Please turn the data below into a numbered list, one line per item, skipping blank lines. Leave the pictures out of your answer.

=== Extracted information ===

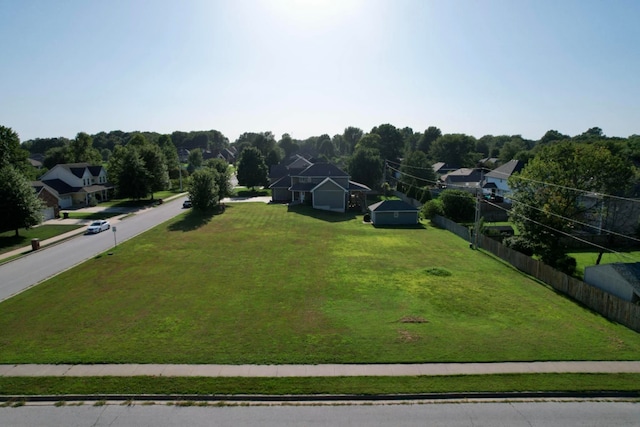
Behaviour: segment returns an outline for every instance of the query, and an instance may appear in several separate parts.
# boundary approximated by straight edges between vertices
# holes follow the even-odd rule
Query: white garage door
[[[46,208],[42,210],[42,215],[44,216],[44,220],[48,221],[54,218],[55,212],[53,211],[53,206],[50,208]]]

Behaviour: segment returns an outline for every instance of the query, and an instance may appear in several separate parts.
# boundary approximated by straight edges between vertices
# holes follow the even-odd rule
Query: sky
[[[627,137],[638,17],[637,0],[0,0],[0,125]]]

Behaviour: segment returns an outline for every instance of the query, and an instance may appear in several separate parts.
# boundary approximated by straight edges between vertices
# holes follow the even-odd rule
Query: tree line
[[[435,126],[416,132],[387,123],[368,132],[349,126],[340,134],[302,140],[289,134],[277,139],[268,131],[245,132],[233,143],[216,130],[176,131],[168,135],[81,132],[70,140],[36,139],[22,144],[11,129],[2,127],[2,132],[3,156],[10,159],[4,164],[12,164],[14,172],[25,177],[34,175],[26,159],[29,153],[36,152],[45,153],[45,167],[72,162],[106,164],[109,180],[117,184],[122,197],[153,197],[154,192],[168,188],[172,182],[175,185],[182,173],[185,178],[192,174],[189,182],[193,197],[204,200],[194,205],[201,208],[214,206],[230,194],[226,163],[221,159],[205,161],[203,156],[225,148],[233,147],[238,153],[236,167],[241,185],[266,185],[270,167],[302,154],[315,161],[333,162],[347,170],[353,180],[373,189],[384,190],[393,185],[423,202],[430,198],[431,193],[426,190],[436,181],[432,168],[435,162],[452,168],[492,169],[517,159],[527,166],[510,181],[514,201],[511,218],[521,231],[512,245],[561,268],[567,264],[570,268],[571,261],[566,259],[566,248],[558,243],[558,236],[576,228],[567,219],[585,219],[593,215],[594,206],[600,215],[615,213],[613,207],[604,204],[604,198],[602,204],[587,207],[585,192],[637,197],[639,188],[640,135],[608,137],[598,127],[574,136],[549,130],[539,140],[529,140],[521,135],[475,138],[462,133],[443,134]],[[187,169],[178,159],[178,148],[190,150]],[[387,161],[400,165],[397,181],[383,180]],[[459,205],[455,200],[450,199],[447,205]],[[431,206],[430,212],[433,211]],[[464,209],[455,207],[450,211],[460,213]]]

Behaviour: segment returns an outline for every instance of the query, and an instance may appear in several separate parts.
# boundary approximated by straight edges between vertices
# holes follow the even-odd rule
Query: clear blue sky
[[[0,0],[0,17],[0,125],[22,141],[640,133],[637,0]]]

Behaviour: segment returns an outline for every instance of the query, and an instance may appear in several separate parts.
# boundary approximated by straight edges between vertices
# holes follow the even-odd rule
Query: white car
[[[109,221],[105,221],[104,219],[93,221],[89,225],[89,228],[87,228],[87,234],[96,234],[101,231],[108,230],[110,228],[111,228],[111,224],[109,224]]]

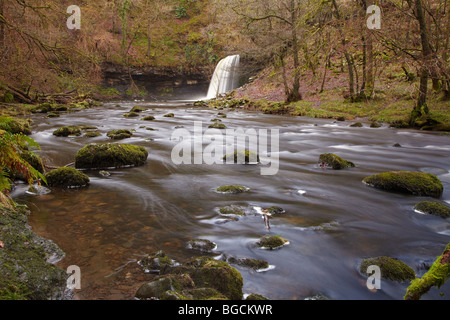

===

## Output for this task
1. Behaviour: segment returns an outline for every instance of the query, and an instance may appear in several separate parts.
2. # boundary approximated by straight edges between vertices
3. # holes follow the even-odd rule
4. Query: white garage door
5. [[[46,208],[42,210],[42,215],[44,216],[44,220],[48,221],[54,218],[55,212],[53,211],[53,206],[50,208]]]
6. Behaviour: segment returns an outline for every instance of the query, and an instance may appear in several separate parts.
7. # boundary approximated by straight edges between vertices
8. # holes follow the even-odd rule
9. Query: sky
10. [[[627,137],[638,17],[637,0],[0,0],[0,125]]]
11. Behaviour: segment returns an outline for every instance of the query, and an instance may appear in several separate parts.
12. # boundary approximated by straight edges between vertices
13. # holes follow the even-odd rule
14. Query: tree line
15. [[[435,126],[416,132],[387,123],[368,132],[349,126],[340,134],[302,140],[289,134],[277,139],[268,131],[245,132],[233,143],[216,130],[176,131],[168,135],[81,132],[70,140],[36,139],[22,144],[11,129],[2,127],[2,132],[3,156],[10,159],[4,164],[12,164],[14,172],[25,177],[34,175],[26,159],[29,153],[36,152],[45,153],[45,167],[72,162],[106,164],[109,180],[117,184],[122,197],[153,197],[154,192],[168,188],[172,182],[175,185],[182,173],[185,178],[192,174],[189,182],[193,197],[204,200],[194,205],[201,208],[214,206],[230,194],[226,163],[221,159],[205,161],[203,156],[225,148],[233,147],[238,153],[236,167],[241,185],[266,185],[270,167],[302,154],[315,161],[333,162],[347,170],[353,180],[373,189],[384,190],[393,185],[423,202],[430,198],[431,193],[426,190],[436,181],[432,168],[435,162],[452,168],[492,169],[517,159],[527,166],[510,181],[514,201],[511,218],[521,231],[512,245],[561,268],[567,264],[570,268],[571,261],[566,259],[566,248],[558,243],[558,236],[576,228],[567,219],[585,219],[593,215],[594,206],[600,215],[615,213],[613,207],[604,204],[604,198],[602,204],[587,207],[585,192],[637,197],[639,188],[640,135],[608,137],[598,127],[574,136],[549,130],[539,140],[529,140],[521,135],[475,138],[462,133],[443,134]],[[187,169],[178,159],[178,148],[190,150]],[[387,161],[400,165],[397,181],[383,180]],[[459,205],[455,200],[450,199],[447,205]],[[431,206],[430,212],[433,211]],[[464,209],[455,207],[450,211],[460,213]]]
16. Behaviour: segment returns an outline for every instance of the query, and an instance may appear in several separate parts.
17. # boundary approximated by straight edges between vertices
18. # holes follow the even-odd rule
19. Query: clear blue sky
20. [[[0,0],[0,17],[0,125],[22,141],[640,133],[637,0]]]
21. Behaviour: segment returns an outline for every instance of the query, and an instance may appear in several separate parts.
22. # boundary approximated by straight edges between vertices
23. # holes follow the even-odd rule
24. Query: white car
25. [[[109,221],[105,221],[104,219],[93,221],[89,225],[89,228],[87,228],[87,234],[96,234],[101,231],[108,230],[110,228],[111,228],[111,224],[109,224]]]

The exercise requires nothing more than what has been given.